* [Exercise goal] Copy out every item below word for word, leaving nothing changed.

* [Material to process]
========================
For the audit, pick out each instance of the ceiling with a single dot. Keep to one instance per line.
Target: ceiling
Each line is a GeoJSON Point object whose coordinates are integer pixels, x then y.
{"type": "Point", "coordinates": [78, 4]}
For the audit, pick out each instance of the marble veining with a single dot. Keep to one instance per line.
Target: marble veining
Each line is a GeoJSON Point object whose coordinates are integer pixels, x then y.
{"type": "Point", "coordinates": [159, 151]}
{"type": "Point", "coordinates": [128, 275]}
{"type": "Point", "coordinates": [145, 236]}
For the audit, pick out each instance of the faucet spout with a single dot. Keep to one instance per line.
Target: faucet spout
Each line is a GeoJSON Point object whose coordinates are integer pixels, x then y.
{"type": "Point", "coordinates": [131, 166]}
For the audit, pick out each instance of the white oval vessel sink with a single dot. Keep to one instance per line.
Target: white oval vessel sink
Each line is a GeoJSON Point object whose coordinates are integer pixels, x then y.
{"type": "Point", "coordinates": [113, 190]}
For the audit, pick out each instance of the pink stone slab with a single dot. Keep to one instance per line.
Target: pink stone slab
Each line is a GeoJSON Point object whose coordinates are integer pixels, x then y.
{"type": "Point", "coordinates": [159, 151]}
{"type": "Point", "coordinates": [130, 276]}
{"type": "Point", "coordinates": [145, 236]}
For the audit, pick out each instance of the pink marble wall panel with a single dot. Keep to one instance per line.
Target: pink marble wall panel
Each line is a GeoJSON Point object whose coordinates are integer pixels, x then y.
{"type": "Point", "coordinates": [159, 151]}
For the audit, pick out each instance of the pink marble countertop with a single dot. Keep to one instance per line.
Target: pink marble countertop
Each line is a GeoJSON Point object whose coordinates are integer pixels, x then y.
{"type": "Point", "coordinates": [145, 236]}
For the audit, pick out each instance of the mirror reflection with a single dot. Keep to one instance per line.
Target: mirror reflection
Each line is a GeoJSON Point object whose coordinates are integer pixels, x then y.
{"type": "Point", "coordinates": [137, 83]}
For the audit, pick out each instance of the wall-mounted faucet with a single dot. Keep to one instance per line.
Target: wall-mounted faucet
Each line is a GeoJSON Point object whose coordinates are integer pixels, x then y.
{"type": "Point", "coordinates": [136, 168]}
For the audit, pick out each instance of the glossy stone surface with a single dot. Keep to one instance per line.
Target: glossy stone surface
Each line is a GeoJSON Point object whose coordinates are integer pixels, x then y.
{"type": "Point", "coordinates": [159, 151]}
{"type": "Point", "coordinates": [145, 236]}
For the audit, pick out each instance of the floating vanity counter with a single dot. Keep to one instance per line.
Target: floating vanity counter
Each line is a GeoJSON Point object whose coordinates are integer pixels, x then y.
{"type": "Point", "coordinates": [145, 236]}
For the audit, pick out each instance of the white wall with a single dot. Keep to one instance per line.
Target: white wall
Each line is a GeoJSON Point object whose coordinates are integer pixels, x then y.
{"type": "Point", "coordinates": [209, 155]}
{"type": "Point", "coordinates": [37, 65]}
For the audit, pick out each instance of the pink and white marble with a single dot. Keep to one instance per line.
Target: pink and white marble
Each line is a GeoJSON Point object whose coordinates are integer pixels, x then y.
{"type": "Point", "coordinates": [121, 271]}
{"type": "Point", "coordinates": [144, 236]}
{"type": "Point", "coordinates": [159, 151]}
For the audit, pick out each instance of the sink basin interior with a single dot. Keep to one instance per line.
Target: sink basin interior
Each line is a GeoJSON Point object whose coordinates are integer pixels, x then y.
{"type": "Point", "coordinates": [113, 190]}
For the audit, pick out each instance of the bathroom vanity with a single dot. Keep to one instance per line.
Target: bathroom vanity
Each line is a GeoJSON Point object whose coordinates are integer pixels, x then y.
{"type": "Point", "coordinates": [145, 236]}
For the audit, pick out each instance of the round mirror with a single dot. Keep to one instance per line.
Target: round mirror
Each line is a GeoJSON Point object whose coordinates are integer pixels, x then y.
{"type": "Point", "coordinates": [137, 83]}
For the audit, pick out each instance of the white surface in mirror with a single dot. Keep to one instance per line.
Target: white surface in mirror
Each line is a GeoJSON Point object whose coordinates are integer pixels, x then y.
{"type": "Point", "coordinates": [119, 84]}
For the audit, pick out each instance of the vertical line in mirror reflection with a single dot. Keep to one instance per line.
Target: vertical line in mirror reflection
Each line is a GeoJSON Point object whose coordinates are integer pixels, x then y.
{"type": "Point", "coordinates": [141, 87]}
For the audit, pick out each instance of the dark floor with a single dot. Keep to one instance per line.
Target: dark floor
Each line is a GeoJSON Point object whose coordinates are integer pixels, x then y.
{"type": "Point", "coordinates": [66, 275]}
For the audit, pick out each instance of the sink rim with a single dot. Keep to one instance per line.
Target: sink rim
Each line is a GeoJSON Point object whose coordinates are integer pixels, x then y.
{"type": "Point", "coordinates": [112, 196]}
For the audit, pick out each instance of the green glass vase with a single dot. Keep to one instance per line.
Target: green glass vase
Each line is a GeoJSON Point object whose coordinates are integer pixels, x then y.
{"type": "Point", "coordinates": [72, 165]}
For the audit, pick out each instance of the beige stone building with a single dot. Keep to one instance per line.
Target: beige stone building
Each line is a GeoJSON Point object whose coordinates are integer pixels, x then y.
========================
* [Result of the exercise]
For the audit, pick out each instance of the ceiling with a single dot. Keep to one instance per line.
Target: ceiling
Each line is a GeoJSON Point object whose coordinates are integer pixels, x then y.
{"type": "Point", "coordinates": [78, 4]}
For the audit, pick out each instance of the marble veining with a single dot. Keep to one instance per line.
Target: marble veining
Each line is a GeoJSON Point object whose coordinates are integer pixels, x then y.
{"type": "Point", "coordinates": [159, 151]}
{"type": "Point", "coordinates": [128, 275]}
{"type": "Point", "coordinates": [145, 236]}
For the audit, pick out each instance of the faucet spout with a single dot. Keep to one instance per line.
Target: faucet spout
Each line is a GeoJSON Point object whose coordinates are integer pixels, x then y.
{"type": "Point", "coordinates": [131, 166]}
For the audit, pick out each instance of the white oval vessel sink with a single dot. Keep to one instance per line.
Target: white oval vessel sink
Each line is a GeoJSON Point object whose coordinates are integer pixels, x then y.
{"type": "Point", "coordinates": [113, 190]}
For the audit, pick out each instance of the pink stone slab with a single dot. Keep to one instance per line.
Target: pink stone slab
Each line is a GeoJSON Point object whose coordinates are integer pixels, x then y.
{"type": "Point", "coordinates": [159, 151]}
{"type": "Point", "coordinates": [130, 276]}
{"type": "Point", "coordinates": [145, 236]}
For the audit, pick out each instance of the pink marble wall panel with a single dot. Keep to one instance per line.
Target: pink marble wall panel
Each line is a GeoJSON Point object whose coordinates are integer pixels, x then y.
{"type": "Point", "coordinates": [159, 151]}
For the audit, pick out each instance of the pink marble countertop with a single dot. Keep to one instance per line.
Target: pink marble countertop
Each line is a GeoJSON Point object whose coordinates are integer pixels, x then y.
{"type": "Point", "coordinates": [145, 236]}
For the audit, pick out each instance of the mirror reflection with a single dot. Keep to one instance per line.
Target: mirror reflection
Each line is a GeoJSON Point object whose coordinates are integer pixels, x then y.
{"type": "Point", "coordinates": [137, 83]}
For the audit, pick out each instance of the wall-mounted faucet with a single dot. Keep to one instance per line.
Target: wall-mounted faucet
Each line is a GeoJSON Point object whose coordinates are integer pixels, x then y.
{"type": "Point", "coordinates": [136, 168]}
For the audit, pick out each instance of the glossy stone surface with a single dot. Keep to one instance per line.
Target: glossy stone surface
Each line is a GeoJSON Point object whose coordinates are integer pixels, x then y.
{"type": "Point", "coordinates": [159, 151]}
{"type": "Point", "coordinates": [145, 236]}
For the audit, pick out each instance of the floating vanity counter with a single dot. Keep to one instance per line.
Target: floating vanity counter
Each line is a GeoJSON Point object whose coordinates are integer pixels, x then y.
{"type": "Point", "coordinates": [145, 236]}
For the audit, pick out each instance of the white wall with a single dot. Keep to one instance per line.
Target: white wall
Each line is a GeoJSON Point object whose coordinates are integer pixels, x then y.
{"type": "Point", "coordinates": [209, 155]}
{"type": "Point", "coordinates": [37, 65]}
For the audit, pick out each instance of the pink and white marble with a single dot. Keep to one instance per line.
Target: pink and white marble
Each line is a GeoJSON Point object whose coordinates are integer pixels, x then y.
{"type": "Point", "coordinates": [121, 271]}
{"type": "Point", "coordinates": [144, 236]}
{"type": "Point", "coordinates": [159, 151]}
For the audit, pick out each instance of the sink basin interior with a single dot. Keep to one instance per line.
Target: sink basin interior
Each line is a GeoJSON Point object whose coordinates are integer pixels, x then y.
{"type": "Point", "coordinates": [113, 190]}
For the audit, pick out each instance of the bathroom vanity with a single dot. Keep to one instance per line.
Target: bathroom vanity
Each line is a GeoJSON Point object whose coordinates are integer pixels, x then y.
{"type": "Point", "coordinates": [145, 236]}
For the audit, pick out each instance of the round mirror with a single dot. Keep to one instance per line.
Target: round mirror
Each line is a GeoJSON Point object whose coordinates are integer pixels, x then y.
{"type": "Point", "coordinates": [137, 83]}
For the audit, pick out each instance of the white surface in mirror with a single dot. Keep to one instance per line.
Target: white surface in mirror
Each line is a GeoJSON Point object whose coordinates are integer pixels, x then y.
{"type": "Point", "coordinates": [119, 84]}
For the audit, pick out each instance of the vertical line in mirror reflection with a single dot. Keep to one instance per line.
Target: vertical line in mirror reflection
Each line is a GeoJSON Point object whose coordinates are integer pixels, x then y.
{"type": "Point", "coordinates": [141, 87]}
For the audit, pick out each instance of the dark floor with a single dot. Keep to one instance per line.
Target: dark floor
Each line is a GeoJSON Point object whose coordinates are integer pixels, x then y.
{"type": "Point", "coordinates": [66, 275]}
For the audit, pick out each instance of the sink rim with a single dot. Keep to one instance per line.
Target: sink rim
Each line is a GeoJSON Point object whose coordinates are integer pixels, x then y.
{"type": "Point", "coordinates": [112, 196]}
For the audit, pick out each instance of the green glass vase with a single dot. Keep to one instance per line.
Target: green glass vase
Each line is a GeoJSON Point object whose coordinates are integer pixels, x then y.
{"type": "Point", "coordinates": [72, 165]}
For the audit, pick out each instance of the beige stone building with a single dot. Keep to one instance per line.
Target: beige stone building
Each line is a GeoJSON Point object whose coordinates are integer pixels, x then y.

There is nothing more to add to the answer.